Problem description
Return the listing below line for line and unchanged, leaving out the pictures.

(Boundary annotation records)
::::::::::

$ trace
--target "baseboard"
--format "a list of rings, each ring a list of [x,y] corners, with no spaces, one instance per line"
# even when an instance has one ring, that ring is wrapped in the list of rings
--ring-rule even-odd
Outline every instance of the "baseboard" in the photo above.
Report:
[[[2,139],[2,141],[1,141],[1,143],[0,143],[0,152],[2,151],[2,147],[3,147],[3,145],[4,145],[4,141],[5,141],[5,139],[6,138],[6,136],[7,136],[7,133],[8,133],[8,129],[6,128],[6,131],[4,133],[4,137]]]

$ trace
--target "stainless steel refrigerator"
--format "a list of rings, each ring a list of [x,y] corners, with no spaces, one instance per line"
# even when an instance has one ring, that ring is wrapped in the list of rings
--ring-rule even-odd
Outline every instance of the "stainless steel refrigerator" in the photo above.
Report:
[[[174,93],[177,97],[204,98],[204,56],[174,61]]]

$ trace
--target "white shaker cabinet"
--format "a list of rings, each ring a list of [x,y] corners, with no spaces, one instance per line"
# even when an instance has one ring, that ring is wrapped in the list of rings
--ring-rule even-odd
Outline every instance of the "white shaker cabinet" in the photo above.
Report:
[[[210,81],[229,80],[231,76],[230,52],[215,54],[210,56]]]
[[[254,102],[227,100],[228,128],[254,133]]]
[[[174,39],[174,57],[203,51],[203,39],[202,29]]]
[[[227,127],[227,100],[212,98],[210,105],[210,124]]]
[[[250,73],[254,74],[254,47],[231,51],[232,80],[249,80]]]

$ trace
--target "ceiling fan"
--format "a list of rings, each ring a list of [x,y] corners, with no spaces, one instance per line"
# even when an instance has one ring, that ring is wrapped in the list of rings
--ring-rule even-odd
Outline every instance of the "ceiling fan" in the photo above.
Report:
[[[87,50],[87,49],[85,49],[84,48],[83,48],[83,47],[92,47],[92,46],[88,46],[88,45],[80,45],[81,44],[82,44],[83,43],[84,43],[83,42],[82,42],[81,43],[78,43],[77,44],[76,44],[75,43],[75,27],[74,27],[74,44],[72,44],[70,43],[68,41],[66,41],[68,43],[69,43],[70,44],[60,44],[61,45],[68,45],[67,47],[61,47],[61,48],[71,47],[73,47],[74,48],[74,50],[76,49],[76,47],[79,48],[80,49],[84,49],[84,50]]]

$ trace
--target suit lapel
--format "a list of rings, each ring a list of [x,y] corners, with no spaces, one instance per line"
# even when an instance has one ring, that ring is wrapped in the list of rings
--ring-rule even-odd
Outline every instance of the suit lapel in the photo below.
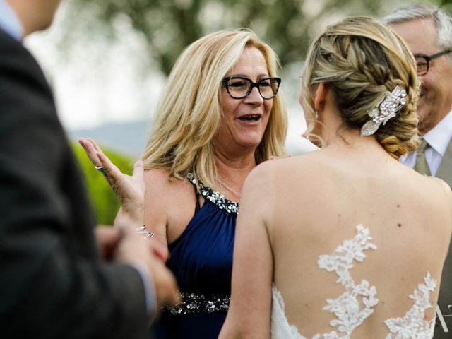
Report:
[[[442,179],[452,187],[452,139],[441,160],[441,164],[435,177]]]

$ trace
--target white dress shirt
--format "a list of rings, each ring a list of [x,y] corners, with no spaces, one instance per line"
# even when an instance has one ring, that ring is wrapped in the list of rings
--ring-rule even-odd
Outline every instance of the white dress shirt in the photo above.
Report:
[[[6,0],[0,0],[0,28],[18,41],[23,37],[22,23]]]
[[[452,111],[449,112],[436,126],[426,133],[423,138],[430,145],[425,149],[425,160],[430,169],[430,174],[434,177],[439,167],[441,160],[452,138]],[[402,155],[400,162],[412,168],[416,163],[416,152]]]

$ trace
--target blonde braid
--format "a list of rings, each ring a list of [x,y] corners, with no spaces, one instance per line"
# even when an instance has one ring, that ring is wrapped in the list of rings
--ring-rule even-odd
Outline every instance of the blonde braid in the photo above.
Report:
[[[370,119],[367,113],[398,85],[408,93],[407,104],[374,134],[384,149],[398,159],[414,150],[419,143],[419,84],[415,65],[403,41],[373,19],[351,18],[328,27],[311,47],[304,71],[307,114],[313,116],[314,112],[311,86],[327,83],[345,125],[360,129]],[[308,133],[314,126],[309,127]]]

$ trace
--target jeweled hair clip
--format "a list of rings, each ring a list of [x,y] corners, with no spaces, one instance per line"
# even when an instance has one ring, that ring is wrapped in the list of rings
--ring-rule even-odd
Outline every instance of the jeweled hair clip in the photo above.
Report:
[[[407,103],[406,96],[406,91],[399,85],[392,92],[387,91],[381,102],[368,113],[371,119],[362,126],[361,136],[371,136],[381,124],[385,125],[388,120],[396,117],[396,112]]]

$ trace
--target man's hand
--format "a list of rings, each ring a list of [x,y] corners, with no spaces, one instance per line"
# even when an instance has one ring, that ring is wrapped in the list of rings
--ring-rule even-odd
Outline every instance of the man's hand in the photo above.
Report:
[[[174,306],[179,302],[177,284],[171,271],[165,266],[168,258],[166,246],[152,238],[144,238],[136,229],[137,225],[123,215],[117,222],[117,229],[121,234],[114,254],[116,259],[131,264],[145,265],[152,275],[159,306]]]

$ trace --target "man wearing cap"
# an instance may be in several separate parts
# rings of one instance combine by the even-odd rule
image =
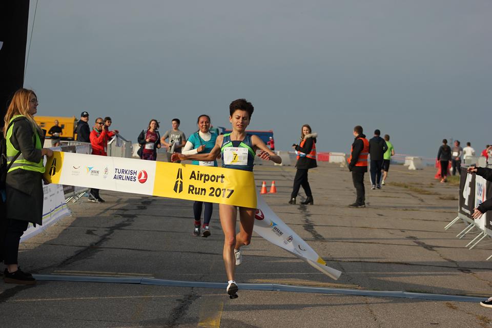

::::::::::

Result for this exercise
$ trace
--target "baseboard"
--format "a list of rings, each ring a list of [x,y] corners, with no spaces, one instance per line"
# even when an instance has one ring, that ring is wrapped in the list of rings
--ring-rule even-odd
Outline every instance of the "baseboard" in the photo above.
Report:
[[[2,139],[2,141],[1,141],[1,143],[0,143],[0,152],[2,151],[2,147],[3,147],[3,145],[4,145],[4,141],[5,141],[5,139],[6,138],[6,136],[7,136],[7,133],[8,133],[8,129],[6,128],[6,131],[4,133],[4,137]]]

$ trace
--target "stainless steel refrigerator"
--format "a list of rings, each ring a list of [x,y] corners, with no spaces, one instance per line"
# even when an instance has one ring, that ring is wrapped in the list of rings
--ring-rule even-odd
Outline every instance of the "stainless steel refrigerator" in the photo above.
Report:
[[[174,93],[177,97],[204,98],[204,56],[174,61]]]

$ trace
--target "white shaker cabinet"
--format "a list of rings, each ring a list of [x,y] corners, with no spaces, one instance per line"
# even when an instance has one ring, that ring is wrapped in the list of rings
--ring-rule even-odd
Outline every instance of the "white shaker cabinet" in the photo above.
Report:
[[[210,81],[229,80],[231,76],[230,52],[215,54],[210,56]]]
[[[254,102],[227,100],[228,128],[254,133]]]
[[[174,39],[174,57],[203,51],[203,39],[202,29]]]
[[[227,127],[227,100],[212,98],[210,105],[210,124]]]
[[[250,73],[254,74],[254,47],[231,51],[232,80],[249,80]]]

$ trace
--target "ceiling fan"
--format "a list of rings, each ring a list of [x,y] corners, with no spaces, one instance per line"
# even when an instance has one ring, that ring is wrapped in the list of rings
--ring-rule even-odd
Outline every instance of the "ceiling fan" in the photo above.
Report:
[[[87,50],[87,49],[85,49],[84,48],[83,48],[83,47],[92,47],[92,46],[88,46],[88,45],[80,45],[81,44],[82,44],[83,43],[84,43],[83,42],[82,42],[81,43],[78,43],[77,44],[76,44],[75,43],[75,27],[74,27],[74,44],[72,44],[70,43],[68,41],[66,41],[68,43],[69,43],[70,44],[60,44],[61,45],[68,45],[67,47],[61,47],[61,48],[71,47],[73,47],[74,48],[74,50],[76,49],[76,47],[79,48],[80,49],[84,49],[84,50]]]

$ trace
--target suit lapel
--format "a list of rings, each ring a list of [x,y] corners, with no spaces, one instance per line"
# even when an instance has one ring, that ring is wrapped in the list of rings
--ring-rule even-odd
Outline every instance of the suit lapel in the photo below.
Report:
[[[442,179],[452,187],[452,139],[441,160],[441,164],[435,177]]]

$ trace
--target white dress shirt
--format "a list of rings, each ring a list of [x,y] corners, with no spaces, one instance per line"
# even when an instance has one ring, that ring is wrapped in the list of rings
--ring-rule even-odd
Outline every instance of the white dress shirt in the photo above.
Report:
[[[6,0],[0,0],[0,28],[18,41],[23,37],[22,23]]]
[[[452,111],[449,112],[436,126],[426,133],[423,138],[430,145],[425,149],[425,160],[430,169],[430,174],[434,177],[439,167],[441,160],[452,138]],[[402,155],[400,162],[412,168],[416,163],[416,152]]]

$ trace
--target blonde braid
--format "a list of rings, each ring a list of [x,y] corners, with no spaces, one instance per line"
# even when an instance has one ring, that ring is wrapped in the list of rings
--ring-rule even-odd
Outline every instance of the blonde braid in the photo above.
Report:
[[[370,119],[367,113],[398,85],[408,93],[407,104],[374,134],[384,149],[398,159],[414,150],[419,143],[419,84],[415,65],[403,41],[373,19],[351,18],[328,27],[311,47],[304,71],[307,114],[313,116],[314,112],[311,86],[327,83],[345,125],[360,129]],[[308,133],[314,126],[309,127]]]

$ trace
--target jeweled hair clip
--format "a list of rings, each ring a list of [x,y] corners, with no spaces, one instance per line"
# even when an instance has one ring, that ring is wrapped in the list of rings
--ring-rule even-odd
Outline every instance of the jeweled hair clip in the photo above.
Report:
[[[407,103],[406,96],[406,91],[399,85],[392,92],[387,91],[381,102],[368,113],[371,119],[362,126],[361,136],[371,136],[381,124],[385,125],[388,120],[396,117],[396,112]]]

$ trace
--target man's hand
--format "a list of rings, each ring a list of [x,y] corners, with no spaces, one instance per line"
# even when an instance has one ring, that ring is wrapped in the list of rings
--ring-rule even-odd
Outline every instance of the man's hand in the photo above.
Report:
[[[174,306],[179,302],[177,284],[171,271],[165,266],[168,258],[166,246],[152,238],[144,238],[136,229],[137,225],[123,215],[117,222],[117,229],[121,234],[114,254],[116,259],[131,264],[145,265],[152,275],[159,306]]]

$ trace --target "man wearing cap"
# an instance may be in several separate parts
# rings of one instance combine by the even-odd rule
image =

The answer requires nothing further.